Image point annotation records:
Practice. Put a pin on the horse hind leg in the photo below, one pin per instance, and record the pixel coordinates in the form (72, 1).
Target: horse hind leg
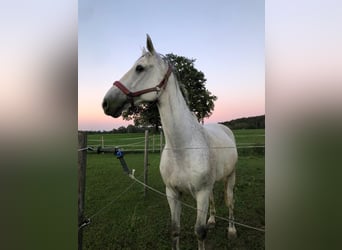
(229, 200)
(211, 220)
(201, 228)
(173, 199)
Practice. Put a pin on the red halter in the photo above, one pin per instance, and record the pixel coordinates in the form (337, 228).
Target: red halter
(157, 88)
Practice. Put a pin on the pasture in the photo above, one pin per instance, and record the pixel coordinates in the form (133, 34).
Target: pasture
(122, 218)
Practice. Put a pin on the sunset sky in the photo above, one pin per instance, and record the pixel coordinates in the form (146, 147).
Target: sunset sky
(225, 37)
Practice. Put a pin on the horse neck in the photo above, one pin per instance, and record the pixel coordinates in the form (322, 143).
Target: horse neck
(180, 125)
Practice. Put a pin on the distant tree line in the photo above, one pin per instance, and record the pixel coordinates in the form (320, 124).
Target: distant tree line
(255, 122)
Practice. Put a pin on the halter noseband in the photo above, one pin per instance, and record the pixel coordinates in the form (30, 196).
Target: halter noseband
(130, 95)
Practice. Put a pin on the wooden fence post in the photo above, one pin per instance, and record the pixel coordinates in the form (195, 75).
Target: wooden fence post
(146, 161)
(82, 163)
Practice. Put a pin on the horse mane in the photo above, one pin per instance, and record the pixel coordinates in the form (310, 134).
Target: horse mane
(180, 83)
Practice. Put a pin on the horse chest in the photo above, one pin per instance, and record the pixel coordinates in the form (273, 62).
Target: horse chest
(185, 172)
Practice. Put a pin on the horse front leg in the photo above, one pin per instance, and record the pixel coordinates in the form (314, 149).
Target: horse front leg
(201, 227)
(173, 198)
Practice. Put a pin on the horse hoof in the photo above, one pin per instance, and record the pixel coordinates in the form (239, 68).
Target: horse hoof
(232, 233)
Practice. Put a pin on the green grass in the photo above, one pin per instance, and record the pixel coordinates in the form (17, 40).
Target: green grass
(133, 221)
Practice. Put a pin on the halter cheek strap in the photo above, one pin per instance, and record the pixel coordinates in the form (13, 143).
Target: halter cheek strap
(130, 95)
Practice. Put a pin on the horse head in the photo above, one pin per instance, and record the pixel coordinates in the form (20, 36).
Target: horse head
(144, 82)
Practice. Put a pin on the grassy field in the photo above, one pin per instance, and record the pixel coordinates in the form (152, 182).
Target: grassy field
(122, 218)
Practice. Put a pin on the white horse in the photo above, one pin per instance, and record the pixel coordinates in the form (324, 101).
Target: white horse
(194, 156)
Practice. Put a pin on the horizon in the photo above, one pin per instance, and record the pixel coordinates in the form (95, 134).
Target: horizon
(234, 64)
(101, 130)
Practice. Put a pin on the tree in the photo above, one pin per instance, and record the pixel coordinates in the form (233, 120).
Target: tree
(199, 99)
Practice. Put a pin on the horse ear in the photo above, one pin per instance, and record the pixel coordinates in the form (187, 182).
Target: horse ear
(150, 45)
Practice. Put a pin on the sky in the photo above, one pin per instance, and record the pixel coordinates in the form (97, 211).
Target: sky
(225, 37)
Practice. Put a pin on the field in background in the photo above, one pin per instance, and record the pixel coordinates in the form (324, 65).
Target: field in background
(133, 221)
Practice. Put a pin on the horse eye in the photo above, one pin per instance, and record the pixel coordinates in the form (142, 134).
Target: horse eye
(139, 68)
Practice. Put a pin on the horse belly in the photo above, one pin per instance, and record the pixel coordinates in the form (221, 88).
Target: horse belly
(223, 152)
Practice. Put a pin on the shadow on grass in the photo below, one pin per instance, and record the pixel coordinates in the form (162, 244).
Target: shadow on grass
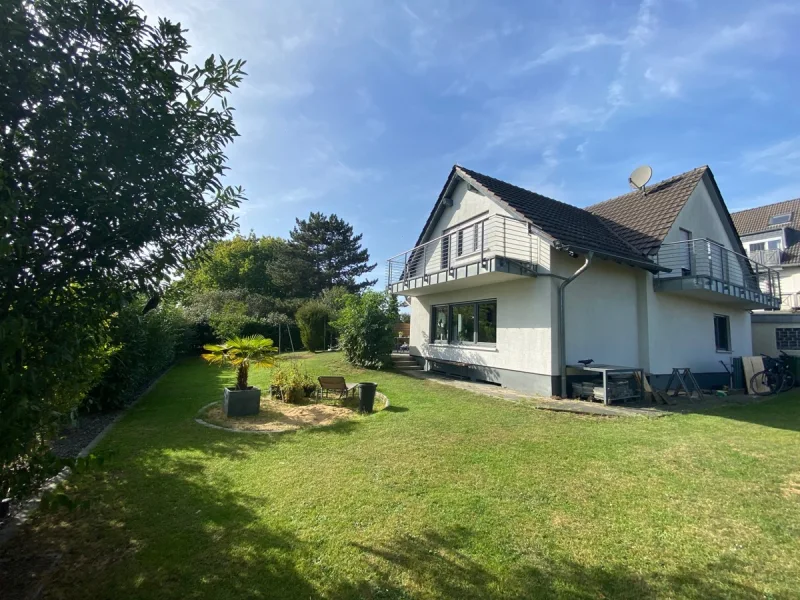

OBJECTIVE: Rewrite all the records above as a numbered list, one line per item, and skip any blank lines. Do not include the pictures.

SOLUTION TO THIS EXERCISE:
1. Practice. Put a pin on the horse hind leg in the photo below, one pin per instance, and record the pixel coordinates in the form (72, 1).
2. Target: horse hind leg
3. (229, 200)
4. (211, 220)
5. (201, 228)
6. (173, 199)
7. Practice. Put a pin on the red halter in the photo above, one pin per instance, and record the pixel coordinates in the form (337, 228).
8. Target: red halter
9. (157, 88)
10. Practice. Put a pin on the pasture in the photo above, one pin per instance, and record the pixel coordinates in the form (133, 34).
11. Target: pasture
12. (122, 218)
13. Practice. Put a pin on the sunset sky in the photo above, one pin per instance, and record the pixel coordinates in the form (146, 147).
14. Target: sunset sky
15. (225, 37)
16. Practice. Put a pin on the horse neck in the photo above, one pin per instance, and record the pixel coordinates in the form (322, 143).
17. Target: horse neck
18. (180, 125)
19. Practice. Put a pin on the distant tree line in the photo above, one pin per instance, and record the pixel coordinates in the form (320, 124).
20. Target: distant tree line
21. (255, 122)
22. Practice. Put a pin on the halter noseband in the photo above, one pin per instance, and record the pixel coordinates in the form (30, 196).
23. Target: halter noseband
24. (130, 95)
25. Practice. Put a pin on the wooden fence post in the photo above, one pin per instance, and record the pixel coordinates in the form (195, 75).
26. Target: wooden fence post
27. (146, 161)
28. (82, 163)
29. Practice. Put a pin on the horse mane in the photo above, one pin per instance, and record the pixel coordinates in the form (310, 134).
30. Target: horse mane
31. (180, 83)
32. Practice. Put a pin on the horse chest in the photo above, one pin per instance, and record the pixel coordinates in the form (273, 62).
33. Target: horse chest
34. (185, 172)
35. Practice. Put a pin on the horse front leg in the photo above, one pin per instance, and record the pixel coordinates in the form (314, 149).
36. Target: horse front leg
37. (201, 227)
38. (173, 198)
39. Practice. Put a pin on the horse hoof in the photo above, one pin per instance, and record the pixel coordinates in the form (239, 68).
40. Target: horse hoof
41. (232, 233)
42. Practice. Put a pin on the green grass in the photo above, one pin per instance, and record the pixel coordinates in the form (17, 40).
43. Target: green grass
44. (133, 221)
45. Practice. Put a pin on the halter cheek strap in the photo above, one pin per instance, and record the pixel coordinates in the form (13, 143).
46. Target: halter cheek strap
47. (130, 95)
48. Practice. Put a pin on the horse head in the photo above, one pin per instance, and record the pixel coordinates in the form (20, 36).
49. Target: horse head
50. (144, 82)
51. Practice. Put a pin on the grassy field in the photo above, one pin per instance, and record the pixel coordinates in the form (152, 182).
52. Target: grassy field
53. (122, 218)
54. Practice. Put a pin on the white horse in the photo above, one pin per instance, and record the pixel coordinates in the form (324, 101).
55. Target: white horse
56. (194, 156)
57. Practice. Put a pin on the horizon in the photo above, one pin per instance, and record the pixel coordinates in the form (95, 134).
58. Target: horizon
59. (234, 64)
60. (101, 130)
61. Practice. Put a pin on the tree in the photo above, one pin per instance, and record the pixel coordinates in the form (233, 120).
62. Target: tree
63. (199, 99)
64. Practice. Put a pin on the horse ear in the photo above, one pin per instance, and record the pixel coordinates in the form (187, 182).
65. Target: horse ear
66. (150, 45)
67. Practice. Put a pin on the sky in the photo above, one pin per instance, and record the pixel coordinates in the form (97, 211).
68. Target: sky
69. (225, 37)
70. Practice. Put a pin on the field in background in the photo above, one pin per instance, and record the pixel coordinates in the form (324, 65).
71. Target: field in background
72. (133, 221)
73. Practice. Put a pin on the horse eye in the photo above, one pin per instance, and record the pixel coordinates in the form (142, 134).
74. Target: horse eye
75. (139, 68)
76. Practice. Put a pin on the horse belly in the photo above, one pin per instance, and record the pixel coordinates in the form (221, 88).
77. Target: horse belly
78. (223, 152)
79. Practice. Put a pin on the shadow on grass in the photo below, one pin per instance, and record the pixel coordinates in the form (162, 244).
80. Target: shadow on grass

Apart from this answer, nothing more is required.